__TASK__:
What you return must be the lines from the first one below through the one containing "positive clicks: (80, 88)", exactly and with pictures excluded.

__DATA SECTION__:
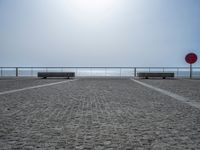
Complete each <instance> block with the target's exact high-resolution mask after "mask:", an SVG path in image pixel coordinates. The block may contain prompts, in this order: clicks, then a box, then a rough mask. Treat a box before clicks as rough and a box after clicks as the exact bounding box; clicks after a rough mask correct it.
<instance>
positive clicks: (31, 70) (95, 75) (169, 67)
mask: <svg viewBox="0 0 200 150" xmlns="http://www.w3.org/2000/svg"><path fill="white" fill-rule="evenodd" d="M38 72H75V74H76V76H78V77H92V76H101V77H107V76H116V77H136V76H137V73H138V72H174V73H175V77H189V74H190V67H0V76H1V77H4V76H6V77H7V76H16V77H18V76H32V77H34V76H37V73H38ZM192 74H193V77H200V67H193V72H192Z"/></svg>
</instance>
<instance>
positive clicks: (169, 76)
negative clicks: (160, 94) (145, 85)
mask: <svg viewBox="0 0 200 150" xmlns="http://www.w3.org/2000/svg"><path fill="white" fill-rule="evenodd" d="M137 76H138V77H140V78H145V79H148V78H149V77H154V78H155V77H161V78H163V79H165V78H167V77H170V78H173V77H174V73H173V72H139V73H137Z"/></svg>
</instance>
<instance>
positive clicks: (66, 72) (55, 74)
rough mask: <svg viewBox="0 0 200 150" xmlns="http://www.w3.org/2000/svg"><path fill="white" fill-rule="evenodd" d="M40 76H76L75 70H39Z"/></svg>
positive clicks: (38, 75) (66, 76)
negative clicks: (45, 71)
mask: <svg viewBox="0 0 200 150" xmlns="http://www.w3.org/2000/svg"><path fill="white" fill-rule="evenodd" d="M38 77H41V78H44V79H46V78H47V77H66V78H68V79H69V78H70V77H75V72H38Z"/></svg>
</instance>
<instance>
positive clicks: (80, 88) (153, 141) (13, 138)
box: [0, 78, 200, 150]
mask: <svg viewBox="0 0 200 150" xmlns="http://www.w3.org/2000/svg"><path fill="white" fill-rule="evenodd" d="M134 80H137V81H139V82H142V83H145V84H148V85H151V86H153V87H156V88H159V89H163V90H166V91H169V92H171V93H174V94H177V95H179V96H180V97H184V98H185V99H187V100H188V101H190V103H185V102H184V101H180V100H177V99H176V98H173V96H168V95H165V94H163V93H161V92H159V91H156V90H154V89H152V88H148V87H145V86H143V85H141V84H139V83H137V82H135V81H134ZM134 80H131V79H129V78H77V79H70V80H67V79H38V78H0V149H2V150H18V149H22V150H34V149H37V150H54V149H60V150H65V149H66V150H174V149H175V150H190V149H193V150H198V149H200V109H198V107H193V105H190V104H195V105H198V106H199V105H200V80H189V79H171V80H169V79H166V80H159V79H153V80H152V79H149V80H141V79H134Z"/></svg>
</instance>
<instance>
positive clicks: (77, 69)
mask: <svg viewBox="0 0 200 150" xmlns="http://www.w3.org/2000/svg"><path fill="white" fill-rule="evenodd" d="M75 76H78V68H76V74H75Z"/></svg>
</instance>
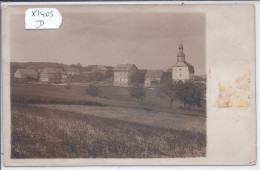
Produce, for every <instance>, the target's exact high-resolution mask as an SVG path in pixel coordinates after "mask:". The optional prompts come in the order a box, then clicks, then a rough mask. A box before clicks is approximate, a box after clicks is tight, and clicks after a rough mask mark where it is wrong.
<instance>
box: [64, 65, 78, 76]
mask: <svg viewBox="0 0 260 170" xmlns="http://www.w3.org/2000/svg"><path fill="white" fill-rule="evenodd" d="M64 73H65V75H72V76H73V75H75V74H79V73H80V71H79V69H78V68H75V67H67V68H65V72H64Z"/></svg>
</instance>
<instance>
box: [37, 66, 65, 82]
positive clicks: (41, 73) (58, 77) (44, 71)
mask: <svg viewBox="0 0 260 170" xmlns="http://www.w3.org/2000/svg"><path fill="white" fill-rule="evenodd" d="M62 73H63V71H62V69H60V68H44V69H42V70H41V72H40V75H39V77H40V81H41V82H53V81H59V80H61V75H62Z"/></svg>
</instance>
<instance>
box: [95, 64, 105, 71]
mask: <svg viewBox="0 0 260 170" xmlns="http://www.w3.org/2000/svg"><path fill="white" fill-rule="evenodd" d="M97 68H99V69H100V70H101V71H107V68H106V67H105V66H103V65H97Z"/></svg>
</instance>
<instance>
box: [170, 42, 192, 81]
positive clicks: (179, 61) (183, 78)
mask: <svg viewBox="0 0 260 170" xmlns="http://www.w3.org/2000/svg"><path fill="white" fill-rule="evenodd" d="M194 72H195V71H194V67H193V66H192V65H191V64H190V63H188V62H187V61H186V60H185V54H184V52H183V45H182V44H180V45H179V53H178V55H177V63H176V64H175V65H174V66H173V67H172V80H189V79H190V80H194Z"/></svg>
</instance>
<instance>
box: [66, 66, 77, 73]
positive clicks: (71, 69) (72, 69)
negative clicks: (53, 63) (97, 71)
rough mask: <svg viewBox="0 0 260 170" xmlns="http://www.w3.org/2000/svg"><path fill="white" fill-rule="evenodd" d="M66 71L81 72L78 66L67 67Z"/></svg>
mask: <svg viewBox="0 0 260 170" xmlns="http://www.w3.org/2000/svg"><path fill="white" fill-rule="evenodd" d="M65 70H66V71H71V72H79V69H78V68H75V67H67V68H65Z"/></svg>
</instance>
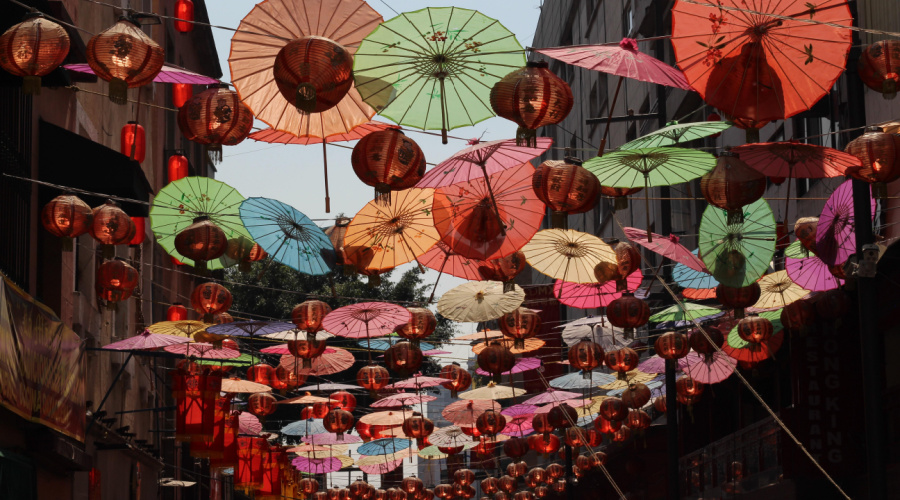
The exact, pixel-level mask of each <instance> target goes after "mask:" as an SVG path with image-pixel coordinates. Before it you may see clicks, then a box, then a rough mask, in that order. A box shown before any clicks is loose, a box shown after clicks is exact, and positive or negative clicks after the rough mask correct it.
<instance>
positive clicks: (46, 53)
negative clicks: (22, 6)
mask: <svg viewBox="0 0 900 500" xmlns="http://www.w3.org/2000/svg"><path fill="white" fill-rule="evenodd" d="M69 45H70V40H69V34H68V33H66V29H65V28H63V27H62V26H60V25H59V24H57V23H55V22H53V21H50V20H48V19H46V18H44V16H43V14H40V13H29V14H26V15H25V20H23V21H22V22H21V23H19V24H16V25H14V26H13V27H11V28H9V29H8V30H6V32H5V33H3V34H2V35H0V67H2V68H3V69H4V70H6V71H7V72H9V73H12V74H13V75H15V76H20V77H22V92H23V93H25V94H26V95H39V94H40V93H41V77H42V76H45V75H47V74H49V73H50V72H51V71H53V70H54V69H56V68H57V67H59V65H60V64H62V62H63V61H64V60H65V59H66V56H67V55H69Z"/></svg>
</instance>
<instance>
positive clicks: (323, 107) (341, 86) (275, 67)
mask: <svg viewBox="0 0 900 500" xmlns="http://www.w3.org/2000/svg"><path fill="white" fill-rule="evenodd" d="M272 73H273V75H274V77H275V83H276V84H277V85H278V90H279V92H281V95H282V96H284V98H285V99H287V101H288V102H289V103H291V104H293V105H294V107H296V108H297V111H299V112H301V113H304V114H305V113H321V112H323V111H327V110H329V109H331V108H333V107H335V106H336V105H337V104H338V103H339V102H340V101H341V99H343V98H344V96H346V95H347V92H348V91H349V90H350V87H351V86H352V85H353V58H352V57H351V56H350V53H349V52H347V49H345V48H344V47H343V46H342V45H341V44H339V43H337V42H335V41H333V40H329V39H328V38H324V37H320V36H304V37H300V38H296V39H294V40H291V41H290V42H288V43H287V44H286V45H285V46H284V47H282V48H281V50H280V51H278V55H277V56H275V61H274V65H273V68H272Z"/></svg>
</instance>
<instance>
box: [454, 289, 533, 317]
mask: <svg viewBox="0 0 900 500" xmlns="http://www.w3.org/2000/svg"><path fill="white" fill-rule="evenodd" d="M524 301H525V291H524V290H522V288H521V287H520V286H519V285H515V289H514V290H513V291H511V292H506V293H504V292H503V283H501V282H499V281H470V282H468V283H463V284H462V285H458V286H456V287H454V288H452V289H451V290H449V291H447V292H446V293H444V295H443V296H441V299H440V300H439V301H438V305H437V309H438V313H439V314H440V315H441V316H444V317H445V318H448V319H451V320H453V321H459V322H460V323H478V322H481V321H490V320H492V319H497V318H499V317H500V316H503V315H504V314H507V313H511V312H513V311H515V310H516V309H518V308H519V306H521V305H522V302H524Z"/></svg>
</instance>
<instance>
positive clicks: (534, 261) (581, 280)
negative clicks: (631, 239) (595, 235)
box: [522, 229, 616, 283]
mask: <svg viewBox="0 0 900 500" xmlns="http://www.w3.org/2000/svg"><path fill="white" fill-rule="evenodd" d="M522 252H523V253H524V254H525V260H527V261H528V263H529V264H530V265H531V267H533V268H534V269H535V270H536V271H538V272H539V273H542V274H546V275H547V276H549V277H551V278H553V279H557V280H563V281H568V282H570V283H596V282H597V278H596V277H595V276H594V268H595V267H597V264H599V263H601V262H609V263H612V264H615V263H616V253H615V251H614V250H613V249H612V247H611V246H609V245H608V244H607V243H605V242H604V241H603V240H601V239H600V238H598V237H596V236H593V235H590V234H587V233H582V232H580V231H574V230H572V229H565V230H563V229H544V230H543V231H539V232H538V233H537V234H536V235H534V237H533V238H531V241H529V242H528V243H526V244H525V246H524V247H522Z"/></svg>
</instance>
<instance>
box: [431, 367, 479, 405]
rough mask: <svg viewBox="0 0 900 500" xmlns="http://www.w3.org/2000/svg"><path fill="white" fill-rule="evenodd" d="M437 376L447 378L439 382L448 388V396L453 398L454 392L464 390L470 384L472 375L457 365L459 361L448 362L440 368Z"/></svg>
mask: <svg viewBox="0 0 900 500" xmlns="http://www.w3.org/2000/svg"><path fill="white" fill-rule="evenodd" d="M438 377H440V378H444V379H447V382H444V383H442V384H441V386H443V387H444V388H446V389H449V390H450V397H453V398H455V397H456V394H457V393H458V392H460V391H464V390H466V389H468V388H469V386H471V385H472V375H470V374H469V372H468V371H466V370H465V369H463V368H462V367H461V366H459V363H450V364H449V365H447V366H445V367H443V368H441V372H440V373H439V374H438Z"/></svg>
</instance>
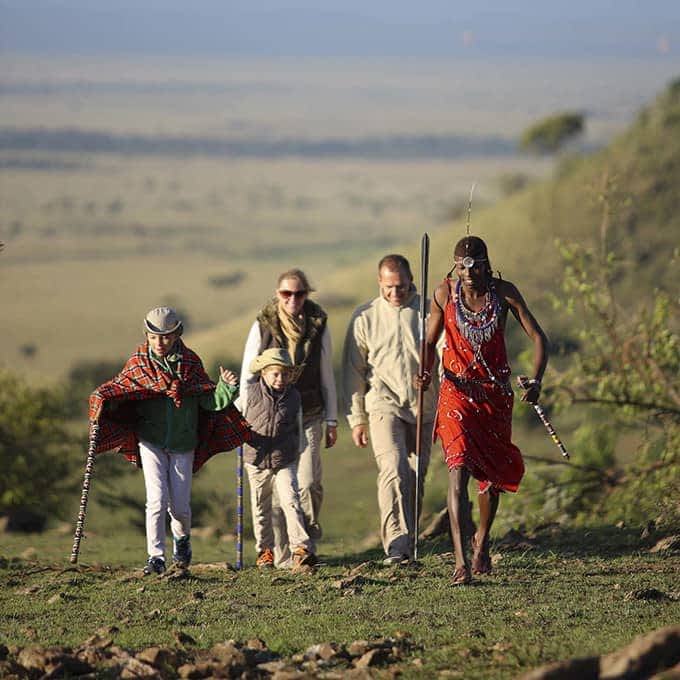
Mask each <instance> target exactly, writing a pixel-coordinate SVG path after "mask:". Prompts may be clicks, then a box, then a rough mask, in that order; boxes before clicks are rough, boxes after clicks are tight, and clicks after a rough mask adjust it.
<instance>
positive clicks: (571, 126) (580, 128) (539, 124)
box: [520, 112, 583, 153]
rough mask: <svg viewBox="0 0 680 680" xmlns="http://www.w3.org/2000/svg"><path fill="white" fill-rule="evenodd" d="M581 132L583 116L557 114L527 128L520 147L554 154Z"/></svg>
mask: <svg viewBox="0 0 680 680" xmlns="http://www.w3.org/2000/svg"><path fill="white" fill-rule="evenodd" d="M581 132H583V114H580V113H573V112H565V113H557V114H554V115H552V116H548V117H547V118H543V119H542V120H540V121H538V122H537V123H534V125H532V126H531V127H529V128H527V129H526V130H525V131H524V133H523V134H522V138H521V140H520V147H521V148H522V149H524V150H525V151H532V152H538V153H554V152H555V151H558V150H559V149H560V148H561V147H562V146H563V145H564V144H565V143H566V142H567V141H568V140H570V139H573V138H574V137H576V136H577V135H579V134H581Z"/></svg>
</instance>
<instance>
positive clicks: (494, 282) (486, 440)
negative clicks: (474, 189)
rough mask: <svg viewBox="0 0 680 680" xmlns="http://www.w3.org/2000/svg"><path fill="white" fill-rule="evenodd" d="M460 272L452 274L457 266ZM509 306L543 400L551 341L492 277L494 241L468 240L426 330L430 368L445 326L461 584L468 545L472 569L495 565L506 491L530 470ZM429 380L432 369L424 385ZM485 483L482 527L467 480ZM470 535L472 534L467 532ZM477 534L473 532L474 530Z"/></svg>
mask: <svg viewBox="0 0 680 680" xmlns="http://www.w3.org/2000/svg"><path fill="white" fill-rule="evenodd" d="M454 271H455V272H456V273H457V275H458V276H457V278H453V277H451V274H452V273H453V272H454ZM508 310H510V311H511V312H512V314H513V316H514V317H515V318H516V319H517V321H519V323H520V325H521V326H522V328H523V329H524V331H525V332H526V334H527V335H528V336H529V338H530V339H531V342H532V344H533V348H534V359H533V378H532V379H531V380H529V381H528V385H527V389H526V390H525V391H524V394H523V395H522V401H527V402H529V403H535V402H536V401H537V400H538V397H539V393H540V390H541V378H542V377H543V372H544V371H545V367H546V364H547V361H548V356H547V347H546V345H547V339H546V336H545V333H544V332H543V330H542V329H541V327H540V326H539V324H538V322H537V321H536V319H535V318H534V316H533V314H532V313H531V312H530V311H529V308H528V307H527V305H526V303H525V302H524V299H523V298H522V295H521V294H520V292H519V290H517V288H516V287H515V286H514V285H513V284H512V283H510V282H509V281H504V280H503V279H500V278H495V277H493V276H492V272H491V266H490V264H489V256H488V252H487V248H486V244H485V243H484V241H482V239H480V238H478V237H476V236H466V237H465V238H463V239H461V240H460V241H459V242H458V243H457V244H456V247H455V250H454V266H453V269H452V270H451V272H450V273H449V276H447V278H446V279H445V280H444V281H443V282H442V283H441V284H440V285H439V286H438V287H437V288H436V289H435V291H434V295H433V298H432V303H431V308H430V317H429V321H428V326H427V336H426V363H425V366H426V367H431V365H432V362H433V360H434V356H435V345H436V343H437V340H438V339H439V337H440V335H441V332H442V330H444V331H445V332H446V344H445V346H444V350H443V354H442V368H443V370H444V379H443V380H442V383H441V388H440V393H439V404H438V407H437V417H436V421H435V426H434V435H433V436H434V437H435V439H436V438H437V437H438V438H439V439H441V442H442V448H443V451H444V459H445V460H446V463H447V466H448V469H449V491H448V510H449V521H450V524H451V535H452V538H453V548H454V553H455V560H456V569H455V572H454V575H453V578H452V581H453V584H454V585H459V584H467V583H470V581H471V579H472V577H471V574H470V565H469V564H468V562H467V559H466V555H465V543H467V540H468V539H469V540H470V543H471V546H472V549H473V558H472V565H471V567H472V572H473V573H475V574H487V573H489V572H490V571H491V558H490V556H489V530H490V529H491V524H492V523H493V520H494V517H495V515H496V511H497V509H498V500H499V493H500V492H501V491H513V492H514V491H517V488H518V487H519V483H520V480H521V479H522V475H523V474H524V464H523V462H522V455H521V453H520V451H519V449H518V448H517V447H516V446H515V445H514V444H513V443H512V441H511V433H512V404H513V392H512V389H511V387H510V366H509V365H508V359H507V353H506V350H505V335H504V331H505V324H506V321H507V316H508ZM428 382H429V371H428V370H426V371H425V372H424V380H423V384H424V386H425V387H426V386H427V384H428ZM470 475H472V476H473V477H474V478H475V479H476V480H477V481H478V483H479V515H480V524H479V529H478V530H477V531H476V532H475V531H474V525H473V524H472V518H471V516H470V503H469V500H468V492H467V485H468V480H469V478H470ZM464 534H465V535H464ZM468 534H470V535H468Z"/></svg>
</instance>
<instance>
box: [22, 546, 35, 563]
mask: <svg viewBox="0 0 680 680" xmlns="http://www.w3.org/2000/svg"><path fill="white" fill-rule="evenodd" d="M37 556H38V551H37V550H36V549H35V548H34V547H33V546H31V547H30V548H26V550H24V552H22V553H21V555H19V557H21V559H22V560H27V561H30V560H34V559H35V558H36V557H37Z"/></svg>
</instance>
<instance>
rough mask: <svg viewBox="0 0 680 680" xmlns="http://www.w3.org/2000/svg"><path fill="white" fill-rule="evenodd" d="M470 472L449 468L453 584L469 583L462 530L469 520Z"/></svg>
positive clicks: (465, 470) (468, 568)
mask: <svg viewBox="0 0 680 680" xmlns="http://www.w3.org/2000/svg"><path fill="white" fill-rule="evenodd" d="M469 478H470V473H469V472H468V470H467V469H466V468H464V467H460V468H454V469H453V470H449V490H448V494H447V505H448V510H449V524H450V526H451V540H452V542H453V554H454V558H455V561H456V568H455V571H454V573H453V578H452V581H453V584H454V585H460V584H465V583H469V581H470V568H469V566H468V563H467V559H466V557H465V546H464V545H463V540H464V539H463V530H462V527H464V526H466V522H467V521H469V519H468V518H467V515H468V514H469V512H470V502H469V499H468V493H467V485H468V480H469Z"/></svg>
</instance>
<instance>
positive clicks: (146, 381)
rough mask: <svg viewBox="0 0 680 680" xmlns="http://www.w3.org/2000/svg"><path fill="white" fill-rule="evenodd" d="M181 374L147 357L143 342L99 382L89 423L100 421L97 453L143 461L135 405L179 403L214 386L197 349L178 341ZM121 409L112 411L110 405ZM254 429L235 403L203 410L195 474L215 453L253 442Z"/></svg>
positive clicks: (90, 415)
mask: <svg viewBox="0 0 680 680" xmlns="http://www.w3.org/2000/svg"><path fill="white" fill-rule="evenodd" d="M178 353H179V354H180V355H181V359H180V361H179V364H178V369H179V377H176V378H174V377H172V376H170V375H169V374H168V373H167V372H166V371H164V370H162V368H161V367H160V366H158V365H157V364H156V363H155V362H153V361H152V360H151V358H150V356H149V348H148V343H144V344H143V345H140V346H139V347H138V348H137V349H136V350H135V352H134V354H133V355H132V356H131V357H130V358H129V359H128V360H127V362H126V363H125V366H123V370H122V371H121V372H120V373H119V374H118V375H117V376H116V377H115V378H113V379H112V380H109V381H108V382H105V383H104V384H103V385H100V386H99V387H98V388H97V389H96V390H95V391H94V392H93V393H92V394H91V395H90V422H91V423H94V422H96V423H97V424H98V426H99V427H98V436H97V442H96V447H95V453H103V452H104V451H114V452H116V453H122V454H124V455H125V457H126V458H127V459H128V460H129V461H131V462H133V463H135V464H136V465H137V466H139V465H140V460H139V441H138V439H137V436H136V434H135V427H134V426H135V422H136V413H135V409H134V403H133V402H135V401H137V400H140V399H152V398H154V397H160V396H164V397H170V398H171V399H172V400H173V402H174V403H175V405H176V406H178V407H179V406H180V405H181V403H182V399H183V397H185V396H194V395H199V394H202V393H204V392H210V391H211V390H214V389H215V383H214V382H212V380H210V378H209V376H208V374H207V373H206V372H205V370H204V368H203V364H202V363H201V360H200V359H199V357H198V355H197V354H196V353H195V352H192V351H191V350H190V349H189V348H188V347H187V346H186V345H184V343H182V341H181V340H180V341H179V350H178ZM114 402H115V403H116V405H117V408H115V409H111V408H110V406H109V405H110V404H112V403H114ZM250 438H251V430H250V425H248V422H247V421H246V420H245V418H243V416H242V415H241V413H240V412H239V411H238V409H237V408H236V407H235V406H233V405H232V406H229V407H227V408H226V409H224V410H223V411H216V412H210V411H204V410H203V409H199V420H198V445H197V447H196V452H195V455H194V472H197V471H198V470H199V468H200V467H201V466H202V465H203V464H204V463H205V462H206V461H207V460H208V458H210V457H211V456H214V455H215V454H216V453H220V452H221V451H230V450H231V449H234V448H236V447H237V446H239V445H240V444H242V443H243V442H246V441H250Z"/></svg>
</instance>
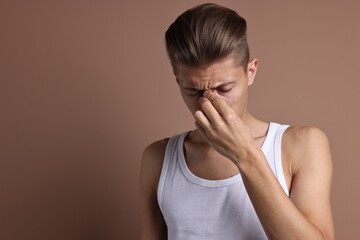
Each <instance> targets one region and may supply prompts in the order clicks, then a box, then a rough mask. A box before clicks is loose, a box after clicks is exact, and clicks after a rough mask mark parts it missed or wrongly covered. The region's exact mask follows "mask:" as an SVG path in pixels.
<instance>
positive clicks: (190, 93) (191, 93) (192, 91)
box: [187, 90, 204, 97]
mask: <svg viewBox="0 0 360 240" xmlns="http://www.w3.org/2000/svg"><path fill="white" fill-rule="evenodd" d="M203 94H204V91H202V90H201V91H197V90H191V91H187V95H189V96H191V97H197V96H202V95H203Z"/></svg>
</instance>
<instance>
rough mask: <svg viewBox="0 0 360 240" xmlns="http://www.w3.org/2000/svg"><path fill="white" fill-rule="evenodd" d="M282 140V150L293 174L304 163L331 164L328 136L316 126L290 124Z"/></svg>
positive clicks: (330, 157) (330, 156)
mask: <svg viewBox="0 0 360 240" xmlns="http://www.w3.org/2000/svg"><path fill="white" fill-rule="evenodd" d="M282 142H283V152H284V154H285V156H286V158H287V159H288V160H289V163H290V164H291V170H292V173H293V174H294V173H296V172H297V171H298V170H300V169H301V168H303V167H304V165H307V166H313V164H316V165H329V164H331V156H330V144H329V140H328V137H327V135H326V134H325V133H324V132H323V131H322V130H321V129H319V128H317V127H309V126H290V127H288V128H287V129H286V131H285V132H284V135H283V140H282ZM309 164H310V165H309Z"/></svg>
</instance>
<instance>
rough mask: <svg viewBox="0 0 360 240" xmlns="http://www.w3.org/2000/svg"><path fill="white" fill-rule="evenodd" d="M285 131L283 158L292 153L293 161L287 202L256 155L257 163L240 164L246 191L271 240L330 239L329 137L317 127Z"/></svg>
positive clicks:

__RESPONSE__:
Complete each <instance> block with the target's exact high-resolution mask after "mask:", an SVG path in image pixel coordinates. The block may contain prompts, in this order: clicks, then a box, then a rough mask. Treat a box before clicks as rough and a box after clicks as the exact bounding box; clicks after a rough mask correct it.
<instance>
positive clicks: (31, 70) (95, 75) (169, 67)
mask: <svg viewBox="0 0 200 150" xmlns="http://www.w3.org/2000/svg"><path fill="white" fill-rule="evenodd" d="M38 72H75V74H76V76H78V77H92V76H101V77H107V76H116V77H136V76H137V73H138V72H174V73H175V77H189V74H190V67H0V76H1V77H4V76H6V77H7V76H16V77H18V76H32V77H34V76H37V73H38ZM192 74H193V77H200V67H193V72H192Z"/></svg>
</instance>
<instance>
positive clicks: (169, 76)
negative clicks: (160, 94) (145, 85)
mask: <svg viewBox="0 0 200 150" xmlns="http://www.w3.org/2000/svg"><path fill="white" fill-rule="evenodd" d="M137 76H138V77H140V78H145V79H148V78H149V77H154V78H155V77H161V78H163V79H165V78H167V77H170V78H173V77H174V73H173V72H139V73H137Z"/></svg>
</instance>
<instance>
positive clicks: (66, 72) (55, 74)
rough mask: <svg viewBox="0 0 200 150" xmlns="http://www.w3.org/2000/svg"><path fill="white" fill-rule="evenodd" d="M40 76H76L75 70H39Z"/></svg>
positive clicks: (38, 75) (66, 76)
negative clicks: (45, 71)
mask: <svg viewBox="0 0 200 150" xmlns="http://www.w3.org/2000/svg"><path fill="white" fill-rule="evenodd" d="M38 77H41V78H44V79H46V78H47V77H66V78H68V79H69V78H70V77H75V72H38Z"/></svg>
</instance>
<instance>
positive clicks: (80, 88) (153, 141) (13, 138)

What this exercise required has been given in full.